Istruzioni:
**1.** Restituisci, parola per parola, il passo dell'articolo su Piranesi che comincia con “Piranesi, genio romantico” e finisce con “del Grand Tour.”.
**2.** Riprendi l'articolo su Piranesi e proseguilo subito dopo l'ultima frase riportata.

Documento di origine:
* * * * *

Piranesi, genio romantico

A Roma oltre 200 incisioni del grande incisore e architetto veneziano del ’700. Un mago dell’evocazione scenografica

Non lo giurerei, ma gli sceneggiatori della serie mondiale Il Trono di Spade, le incisioni di Giovanni Battista Piranesi le hanno viste, se non almeno adocchiate. Fantasiose, struggenti, utopiche. Fatte apposta per evocare epoche antiche, nostalgie, sogni e furori. “Capricci”, come dicevano all’epoca, anche delle visioni fantasiose di un artista talentuoso come Giandomenico, figlio del grande Giambattista Tiepolo. Veneziano come loro, Piranesi lascia la città natale nel 1740, le vedute razionalistiche di Canaletto e calde di Bellotto, e come un Guardi romanizzato, s’innamora della Città Eterna. Eterna lo è per lui e per i viaggiatori del Grand Tour.

* * * * *

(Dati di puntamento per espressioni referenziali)
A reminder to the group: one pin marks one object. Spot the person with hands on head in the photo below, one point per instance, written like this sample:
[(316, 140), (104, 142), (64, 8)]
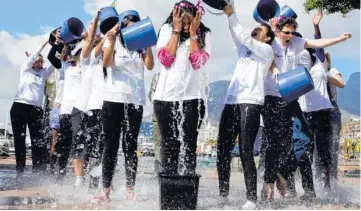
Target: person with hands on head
[(183, 49), (244, 100), (27, 110), (122, 111)]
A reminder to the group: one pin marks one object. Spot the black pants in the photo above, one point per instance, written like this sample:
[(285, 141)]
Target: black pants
[(320, 137), (96, 139), (63, 146), (279, 154), (21, 115), (242, 120), (179, 122), (305, 160), (78, 122), (120, 119)]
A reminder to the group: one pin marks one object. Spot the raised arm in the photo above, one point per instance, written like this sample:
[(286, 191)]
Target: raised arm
[(109, 45), (32, 58), (320, 52), (90, 37), (169, 38), (148, 58), (335, 78), (262, 50)]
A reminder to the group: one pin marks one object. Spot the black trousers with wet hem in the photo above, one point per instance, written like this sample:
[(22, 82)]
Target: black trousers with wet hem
[(179, 121), (242, 120), (278, 144), (22, 114), (120, 119)]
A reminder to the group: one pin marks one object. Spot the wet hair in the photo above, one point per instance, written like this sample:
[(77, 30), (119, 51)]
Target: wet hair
[(311, 51), (189, 7), (77, 53), (269, 34), (124, 23), (288, 21)]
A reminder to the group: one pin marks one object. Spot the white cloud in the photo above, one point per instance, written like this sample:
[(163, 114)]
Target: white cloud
[(12, 47)]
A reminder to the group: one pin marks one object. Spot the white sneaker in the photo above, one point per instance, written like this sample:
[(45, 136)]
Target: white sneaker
[(249, 205), (79, 182)]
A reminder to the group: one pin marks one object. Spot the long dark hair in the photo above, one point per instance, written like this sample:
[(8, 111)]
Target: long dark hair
[(189, 7)]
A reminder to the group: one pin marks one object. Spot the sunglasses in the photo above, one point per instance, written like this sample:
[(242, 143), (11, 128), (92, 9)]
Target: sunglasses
[(288, 32)]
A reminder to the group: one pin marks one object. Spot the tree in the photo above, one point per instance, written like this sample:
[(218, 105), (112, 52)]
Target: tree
[(332, 6)]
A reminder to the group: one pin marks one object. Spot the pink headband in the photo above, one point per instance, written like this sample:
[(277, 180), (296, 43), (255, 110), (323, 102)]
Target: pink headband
[(198, 6)]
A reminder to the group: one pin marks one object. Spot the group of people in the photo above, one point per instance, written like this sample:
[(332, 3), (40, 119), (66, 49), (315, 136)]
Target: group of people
[(100, 96)]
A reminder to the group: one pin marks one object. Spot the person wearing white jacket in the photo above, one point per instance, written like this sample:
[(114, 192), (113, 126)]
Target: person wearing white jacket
[(27, 111), (244, 99)]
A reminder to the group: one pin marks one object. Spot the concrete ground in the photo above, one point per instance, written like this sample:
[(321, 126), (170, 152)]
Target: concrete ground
[(41, 192)]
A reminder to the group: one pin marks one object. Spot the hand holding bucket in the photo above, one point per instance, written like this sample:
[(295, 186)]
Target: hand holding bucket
[(218, 5), (139, 35), (71, 30), (294, 83), (108, 18), (265, 10)]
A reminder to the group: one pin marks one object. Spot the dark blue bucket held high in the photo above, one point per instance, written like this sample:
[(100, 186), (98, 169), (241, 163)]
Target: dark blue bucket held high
[(294, 83), (217, 4), (140, 35), (287, 12), (108, 18), (72, 29), (265, 10)]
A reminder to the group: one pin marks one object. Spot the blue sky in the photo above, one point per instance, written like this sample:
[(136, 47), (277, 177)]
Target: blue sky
[(17, 18)]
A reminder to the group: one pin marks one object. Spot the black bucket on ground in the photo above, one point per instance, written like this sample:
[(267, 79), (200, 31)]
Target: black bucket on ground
[(178, 192)]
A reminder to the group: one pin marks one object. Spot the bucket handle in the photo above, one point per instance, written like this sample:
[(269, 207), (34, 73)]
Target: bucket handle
[(219, 13)]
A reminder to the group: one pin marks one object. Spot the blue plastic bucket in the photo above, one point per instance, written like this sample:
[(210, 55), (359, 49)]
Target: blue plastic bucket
[(108, 18), (124, 14), (265, 10), (72, 29), (140, 35), (217, 4), (294, 83), (287, 12)]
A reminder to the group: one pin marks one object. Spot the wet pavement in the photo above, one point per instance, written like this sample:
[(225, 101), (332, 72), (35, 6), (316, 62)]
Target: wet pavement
[(42, 192)]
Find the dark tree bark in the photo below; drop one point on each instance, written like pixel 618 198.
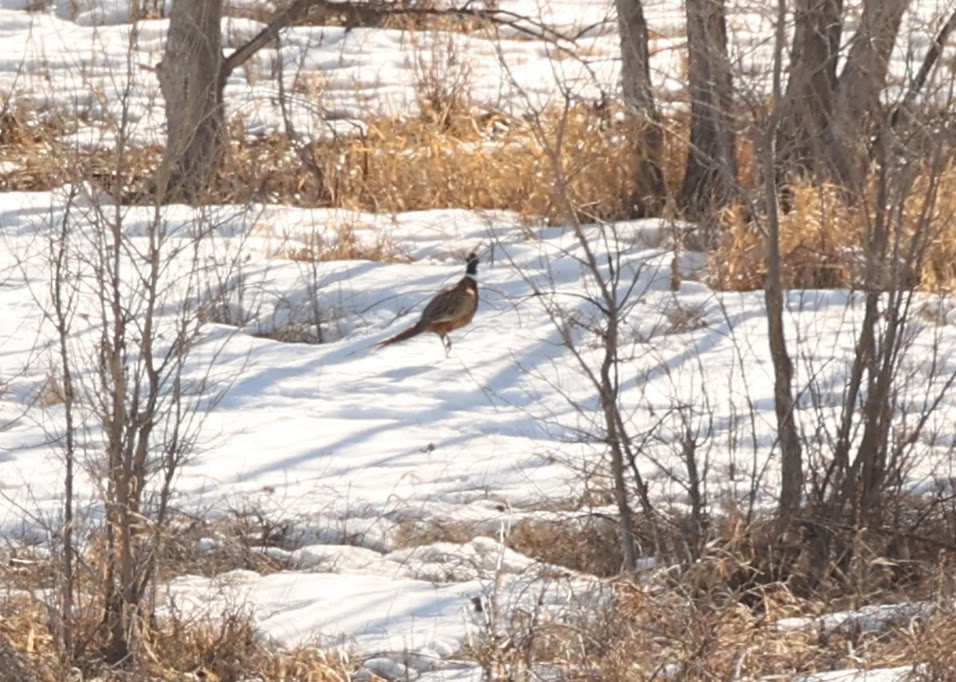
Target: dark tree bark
pixel 857 111
pixel 711 177
pixel 810 89
pixel 639 103
pixel 192 78
pixel 788 434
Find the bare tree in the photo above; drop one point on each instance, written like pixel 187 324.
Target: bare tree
pixel 811 86
pixel 791 455
pixel 639 103
pixel 193 75
pixel 711 177
pixel 857 111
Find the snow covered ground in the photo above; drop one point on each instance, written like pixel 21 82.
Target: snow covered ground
pixel 356 445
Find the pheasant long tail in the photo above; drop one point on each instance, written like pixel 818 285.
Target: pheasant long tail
pixel 402 336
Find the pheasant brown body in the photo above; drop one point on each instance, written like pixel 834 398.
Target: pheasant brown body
pixel 450 309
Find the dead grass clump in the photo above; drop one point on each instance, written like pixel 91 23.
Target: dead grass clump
pixel 824 240
pixel 490 162
pixel 226 647
pixel 343 242
pixel 229 647
pixel 820 241
pixel 587 544
pixel 240 540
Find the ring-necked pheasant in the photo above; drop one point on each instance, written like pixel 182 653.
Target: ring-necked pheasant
pixel 450 309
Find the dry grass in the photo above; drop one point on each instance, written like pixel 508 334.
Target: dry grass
pixel 823 240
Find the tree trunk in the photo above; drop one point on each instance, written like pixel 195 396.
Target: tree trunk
pixel 857 111
pixel 711 178
pixel 810 89
pixel 192 78
pixel 788 435
pixel 639 103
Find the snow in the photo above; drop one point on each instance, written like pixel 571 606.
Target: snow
pixel 357 445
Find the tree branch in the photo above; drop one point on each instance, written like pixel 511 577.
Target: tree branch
pixel 929 62
pixel 383 10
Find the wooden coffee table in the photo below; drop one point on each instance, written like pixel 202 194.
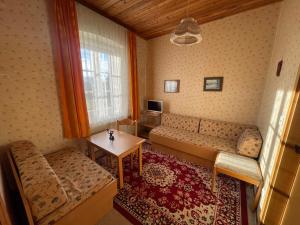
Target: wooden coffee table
pixel 123 145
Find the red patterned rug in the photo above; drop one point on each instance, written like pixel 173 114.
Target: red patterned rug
pixel 173 191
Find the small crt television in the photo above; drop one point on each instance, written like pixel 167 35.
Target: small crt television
pixel 155 106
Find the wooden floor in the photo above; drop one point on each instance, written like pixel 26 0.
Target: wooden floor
pixel 114 218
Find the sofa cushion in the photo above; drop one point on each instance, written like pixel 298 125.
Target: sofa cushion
pixel 239 164
pixel 199 140
pixel 222 129
pixel 249 143
pixel 81 178
pixel 23 149
pixel 186 123
pixel 41 185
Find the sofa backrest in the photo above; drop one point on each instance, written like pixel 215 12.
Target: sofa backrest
pixel 40 184
pixel 222 129
pixel 186 123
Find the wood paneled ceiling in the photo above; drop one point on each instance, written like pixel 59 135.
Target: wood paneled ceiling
pixel 153 18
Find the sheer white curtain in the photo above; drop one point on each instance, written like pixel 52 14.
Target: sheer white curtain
pixel 104 58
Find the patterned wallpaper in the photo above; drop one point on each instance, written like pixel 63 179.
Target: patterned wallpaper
pixel 29 105
pixel 237 47
pixel 278 90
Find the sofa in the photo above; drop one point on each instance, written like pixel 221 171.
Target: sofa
pixel 200 139
pixel 64 187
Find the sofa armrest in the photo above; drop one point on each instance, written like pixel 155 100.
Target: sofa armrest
pixel 249 143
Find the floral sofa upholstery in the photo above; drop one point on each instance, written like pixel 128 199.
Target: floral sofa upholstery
pixel 58 183
pixel 205 138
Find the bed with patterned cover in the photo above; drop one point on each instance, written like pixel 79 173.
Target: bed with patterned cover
pixel 204 138
pixel 64 187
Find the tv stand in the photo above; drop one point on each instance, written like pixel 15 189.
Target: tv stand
pixel 148 121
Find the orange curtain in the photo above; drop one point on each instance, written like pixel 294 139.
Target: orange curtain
pixel 69 69
pixel 133 76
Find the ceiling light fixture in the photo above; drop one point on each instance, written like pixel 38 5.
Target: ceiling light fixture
pixel 187 32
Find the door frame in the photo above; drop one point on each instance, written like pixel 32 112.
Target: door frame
pixel 283 140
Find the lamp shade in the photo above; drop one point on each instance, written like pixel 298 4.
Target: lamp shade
pixel 187 32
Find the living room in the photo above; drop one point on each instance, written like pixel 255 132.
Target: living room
pixel 208 128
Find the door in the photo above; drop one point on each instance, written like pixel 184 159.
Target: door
pixel 284 194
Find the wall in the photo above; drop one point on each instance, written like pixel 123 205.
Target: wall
pixel 237 47
pixel 278 90
pixel 28 97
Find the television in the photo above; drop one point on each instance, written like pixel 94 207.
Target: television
pixel 155 106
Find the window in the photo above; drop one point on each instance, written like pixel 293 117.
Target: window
pixel 104 58
pixel 103 87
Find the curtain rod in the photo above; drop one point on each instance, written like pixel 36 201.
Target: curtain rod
pixel 102 13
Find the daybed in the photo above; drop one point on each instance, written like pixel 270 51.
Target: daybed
pixel 64 187
pixel 200 139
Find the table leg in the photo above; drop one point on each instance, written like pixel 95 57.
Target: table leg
pixel 120 162
pixel 140 159
pixel 213 179
pixel 131 160
pixel 93 156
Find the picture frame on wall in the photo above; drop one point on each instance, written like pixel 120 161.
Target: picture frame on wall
pixel 171 86
pixel 213 83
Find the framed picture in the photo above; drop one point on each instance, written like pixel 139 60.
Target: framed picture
pixel 171 86
pixel 213 83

* * * * *

Esercizi risolti:
**1.**
Piranesi, genio romantico

A Roma oltre 200 incisioni del grande incisore e architetto veneziano del ’700. Un mago dell’evocazione scenografica

Non lo giurerei, ma gli sceneggiatori della serie mondiale Il Trono di Spade, le incisioni di Giovanni Battista Piranesi le hanno viste, se non almeno adocchiate. Fantasiose, struggenti, utopiche. Fatte apposta per evocare epoche antiche, nostalgie, sogni e furori. “Capricci”, come dicevano all’epoca, anche delle visioni fantasiose di un artista talentuoso come Giandomenico, figlio del grande Giambattista Tiepolo. Veneziano come loro, Piranesi lascia la città natale nel 1740, le vedute razionalistiche di Canaletto e calde di Bellotto, e come un Guardi romanizzato, s’innamora della Città Eterna. Eterna lo è per lui e per i viaggiatori del Grand Tour.

**2.**
Piranesi contempla le rovine sull’Appia antica, il Tempio di Giano, le Terme di Tito, la Piramide Cestia, le basiliche e le piazze: visioni in bianco e nero pulite, chiarissime, commosse. Basti osservare il Tempio di Minerva Medica – oggi ostaggio fra i travertini glaciali della Stazione Termini – e che egli esalta tra erbacce e arbusti sulle pietre come un monumento all’eternità della bellezza. La quale, pur oltraggiata dal tempo e dagli uomini, non perde nulla della sua parola.

Piranesi lo sa e viaggia, con la precisione di un matematico artista, quasi un Mantegna redivivo, ad evocare per noi gli interni delle basiliche e dei templi antichi, le cascate a Tivoli, il Pantheon, il Mausoleo di Galla Placidia. Scende anche al Sud, a Paestum, ad esempio. Non gli basta. Fa sfolgorare la fantasia nella serie delle Carceri d’invenzione.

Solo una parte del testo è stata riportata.